## Start Data listing

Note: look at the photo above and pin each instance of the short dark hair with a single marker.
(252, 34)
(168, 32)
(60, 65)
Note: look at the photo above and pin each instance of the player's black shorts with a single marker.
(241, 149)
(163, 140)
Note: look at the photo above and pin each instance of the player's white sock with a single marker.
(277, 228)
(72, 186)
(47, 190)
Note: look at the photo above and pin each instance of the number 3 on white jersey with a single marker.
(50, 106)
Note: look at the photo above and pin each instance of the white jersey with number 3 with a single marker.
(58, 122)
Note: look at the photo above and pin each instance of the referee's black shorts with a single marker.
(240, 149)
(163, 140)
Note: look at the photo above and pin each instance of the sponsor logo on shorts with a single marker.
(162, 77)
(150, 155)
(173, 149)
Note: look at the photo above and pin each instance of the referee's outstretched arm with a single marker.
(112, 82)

## End Data listing

▸ **The request**
Format the lines of the records as a JSON list of strings, one string per line and no blank lines, covering the stretch from the line containing "referee's black shorts with a single marker." through the end of the records.

▸ **Solution**
[
  "Note: look at the photo above and pin each instance of the referee's black shorts with a single marker.",
  "(240, 149)",
  "(163, 140)",
  "Note: look at the photo above and pin each instance of the sponsor logo on shorts with a single marker.",
  "(162, 77)",
  "(150, 155)",
  "(173, 149)",
  "Note: look at the photo above and pin each instance of the referee's outstretched arm with a single marker.",
  "(112, 82)"
]